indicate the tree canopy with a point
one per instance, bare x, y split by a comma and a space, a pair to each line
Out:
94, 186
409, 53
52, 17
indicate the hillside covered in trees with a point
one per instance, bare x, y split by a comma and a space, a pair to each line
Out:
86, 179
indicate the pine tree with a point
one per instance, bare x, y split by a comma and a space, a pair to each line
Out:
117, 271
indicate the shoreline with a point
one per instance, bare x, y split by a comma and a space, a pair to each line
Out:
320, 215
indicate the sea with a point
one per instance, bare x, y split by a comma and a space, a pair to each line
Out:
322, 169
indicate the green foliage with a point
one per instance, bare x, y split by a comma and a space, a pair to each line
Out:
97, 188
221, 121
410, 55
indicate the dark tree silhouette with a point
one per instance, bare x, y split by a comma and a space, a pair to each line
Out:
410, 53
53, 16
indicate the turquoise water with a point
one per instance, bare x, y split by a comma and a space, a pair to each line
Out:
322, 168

==================================================

**EXERCISE INSTRUCTIONS:**
Quote all of the records above verbatim, line for line.

**EXERCISE RESPONSE:**
indicate the tree canopy with a point
one per instance, bare x, y split by a comma and a space, a pair to each line
Out:
94, 186
409, 53
52, 17
indicate the hillside covered in trees with a point
one per instance, bare x, y split by a comma and a space, a pair to each line
Out:
86, 179
indicate the pine tree with a point
one per instance, bare x, y split by a comma and a space, a pair to each line
Out:
117, 271
indicate the shoreline with a point
one per instance, bare x, y split by a comma and a space, a pair to each line
Out:
320, 215
indicate the sea with a point
one per instance, bare x, y split by a comma and a space, a pair to each line
Out:
322, 169
indicate the green foliage with a point
one per instance, bare x, y split by a comma and a space, a pair to each line
Out:
97, 188
221, 121
410, 55
indicate the dark tree silhouette with a point
one per instance, bare x, y split by a comma and a space, a pair to each line
Out:
410, 53
53, 16
indicate the turquoise water with a point
one per instance, bare x, y split by a comma and a space, a pair to each line
Out:
322, 168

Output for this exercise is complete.